__Exercise requirements__
Copy every line of the records below without changing anything.

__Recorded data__
* Start *

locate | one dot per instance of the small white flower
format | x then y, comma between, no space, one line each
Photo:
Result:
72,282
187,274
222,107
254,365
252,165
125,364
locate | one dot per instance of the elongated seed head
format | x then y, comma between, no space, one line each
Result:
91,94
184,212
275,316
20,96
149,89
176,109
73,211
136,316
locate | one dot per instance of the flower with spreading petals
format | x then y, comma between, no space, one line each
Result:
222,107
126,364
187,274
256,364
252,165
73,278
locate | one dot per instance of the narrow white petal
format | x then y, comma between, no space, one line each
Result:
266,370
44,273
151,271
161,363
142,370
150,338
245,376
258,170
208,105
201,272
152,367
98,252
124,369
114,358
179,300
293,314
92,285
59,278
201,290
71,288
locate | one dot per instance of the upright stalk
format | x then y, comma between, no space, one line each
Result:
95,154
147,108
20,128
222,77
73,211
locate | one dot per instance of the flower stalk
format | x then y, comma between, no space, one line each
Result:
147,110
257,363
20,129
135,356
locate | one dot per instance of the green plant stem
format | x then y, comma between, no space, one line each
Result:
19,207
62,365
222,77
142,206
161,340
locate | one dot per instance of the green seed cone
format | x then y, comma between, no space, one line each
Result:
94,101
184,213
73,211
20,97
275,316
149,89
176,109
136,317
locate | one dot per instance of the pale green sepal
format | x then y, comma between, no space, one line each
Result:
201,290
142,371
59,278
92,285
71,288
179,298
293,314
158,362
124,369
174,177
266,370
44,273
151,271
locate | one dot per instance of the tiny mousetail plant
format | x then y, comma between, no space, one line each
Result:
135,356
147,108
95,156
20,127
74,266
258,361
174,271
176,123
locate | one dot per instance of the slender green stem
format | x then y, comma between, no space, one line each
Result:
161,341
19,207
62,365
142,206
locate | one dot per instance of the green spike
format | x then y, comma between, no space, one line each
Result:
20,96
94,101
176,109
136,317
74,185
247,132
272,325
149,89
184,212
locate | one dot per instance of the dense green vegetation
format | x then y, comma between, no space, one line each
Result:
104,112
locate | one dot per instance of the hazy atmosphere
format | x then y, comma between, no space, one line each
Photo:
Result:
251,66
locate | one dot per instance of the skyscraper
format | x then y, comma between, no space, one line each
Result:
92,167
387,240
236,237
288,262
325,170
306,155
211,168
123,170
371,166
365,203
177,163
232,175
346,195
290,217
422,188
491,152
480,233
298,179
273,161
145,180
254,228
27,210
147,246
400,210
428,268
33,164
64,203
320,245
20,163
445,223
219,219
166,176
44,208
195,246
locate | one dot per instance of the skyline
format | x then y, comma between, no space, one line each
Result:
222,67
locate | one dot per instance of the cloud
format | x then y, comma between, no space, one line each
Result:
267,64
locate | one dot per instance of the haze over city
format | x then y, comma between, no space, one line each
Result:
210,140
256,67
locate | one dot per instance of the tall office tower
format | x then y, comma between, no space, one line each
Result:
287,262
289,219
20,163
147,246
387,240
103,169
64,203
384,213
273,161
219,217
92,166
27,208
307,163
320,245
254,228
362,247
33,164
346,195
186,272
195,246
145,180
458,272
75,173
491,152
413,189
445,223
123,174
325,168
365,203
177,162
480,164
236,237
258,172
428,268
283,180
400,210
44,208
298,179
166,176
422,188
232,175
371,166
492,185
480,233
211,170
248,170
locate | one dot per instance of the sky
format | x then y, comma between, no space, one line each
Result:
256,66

* End *

__Result of the exercise__
locate | one dot per instance of the small white flower
format | x then y, comma between, no space, one line each
Photo:
Result:
72,282
187,274
222,107
254,365
252,165
125,364
locate | one dot per instance of the elongated seed head
format | x then y, comma between, no space, one line each
Result:
91,94
184,212
275,316
20,96
149,89
176,109
73,211
136,316
locate | one dot per instance of the flower with spreading petals
format | x then y, comma between, no space, one line each
Result:
222,107
126,364
187,274
256,364
252,165
73,278
locate | one dot per instance of the narrow white petal
format | x then y, comma between, no space, one line each
Result:
266,370
44,273
151,271
161,363
142,370
150,338
245,376
258,170
208,105
201,272
152,367
98,252
124,369
114,358
179,300
293,314
92,285
59,278
201,290
71,288
locate | one dot per instance of the upright stalk
format | x then y, comma between, no space, one line each
Result:
95,154
147,108
20,128
222,77
73,211
locate | one dot per instance of the flower stalk
format | x then y, comma between, no space, one line each
Result:
147,110
257,363
20,129
135,356
locate | one dot per instance of the green plant stem
format | x then y, comma between, no space, one line each
Result:
19,207
62,365
222,77
142,206
161,340
locate | one dot per instance of the green seed cone
format | x then y, comma between, no space, one line each
Result:
94,101
184,213
73,211
20,97
275,316
149,89
176,109
136,317
locate | one dot per instance of the pale green sepal
format | x then y, comma between, no space, one line each
Result:
201,290
142,371
59,278
92,285
71,288
179,298
293,314
158,362
124,369
174,177
266,370
44,273
151,271
locate | one dot per instance of the tiny mousetail plant
format | x then y, comma between, no space, one line each
Result:
135,356
147,108
95,156
20,127
74,266
258,361
174,271
176,123
locate | one dot per instance of the slender green stem
format | x then y, comma between, no space, one line each
Result:
161,341
19,207
62,365
142,206
locate | one dot per instance of the green spike
format | x then y, comma between, no space, one line each
Result:
20,96
94,101
176,109
136,317
74,185
247,132
272,325
149,89
184,212
locate | one dot per instance of the dense green vegetation
format | x then y, comma between, no space, one line each
Result:
104,112
locate | one dot per instance of the hazy atmosphere
format | x then y, comma between, no space, one line each
Photo:
Result:
251,66
locate | one dot per instance of the skyscraper
format | x then y, comma between, no space, one line each
Result:
92,167
387,240
236,237
288,262
325,170
306,155
211,168
123,170
371,166
365,203
177,163
232,175
346,195
290,217
422,188
491,152
480,233
298,179
273,161
145,180
254,228
27,210
147,246
400,210
428,268
33,164
64,203
320,245
20,163
445,223
219,219
166,176
44,208
195,246
locate | one dot per instance of the skyline
format | x then y, comma between, no space, one line each
Result:
222,67
locate | one dot per instance of the cloud
format | x then y, comma between, no space, one line each
Result:
267,64
locate | one dot per instance of the haze over city
format | x then y, comma between, no space, one line each
Result:
210,140
256,67
locate | one dot per instance of the tall office tower
format | x then y, comma between, no space, one line each
Result:
287,262
289,219
20,163
147,246
387,240
103,169
64,203
384,213
273,161
219,217
92,166
27,208
307,163
320,245
254,228
362,247
33,164
346,195
186,272
195,246
145,180
458,272
75,173
491,152
413,189
445,223
123,174
325,168
365,203
177,162
480,164
236,237
258,172
428,268
283,180
400,210
44,208
298,179
166,176
422,188
232,175
371,166
492,185
480,233
211,170
248,170
locate | one dot per instance of the sky
format | x then y, comma between, no space, one line each
Result:
256,66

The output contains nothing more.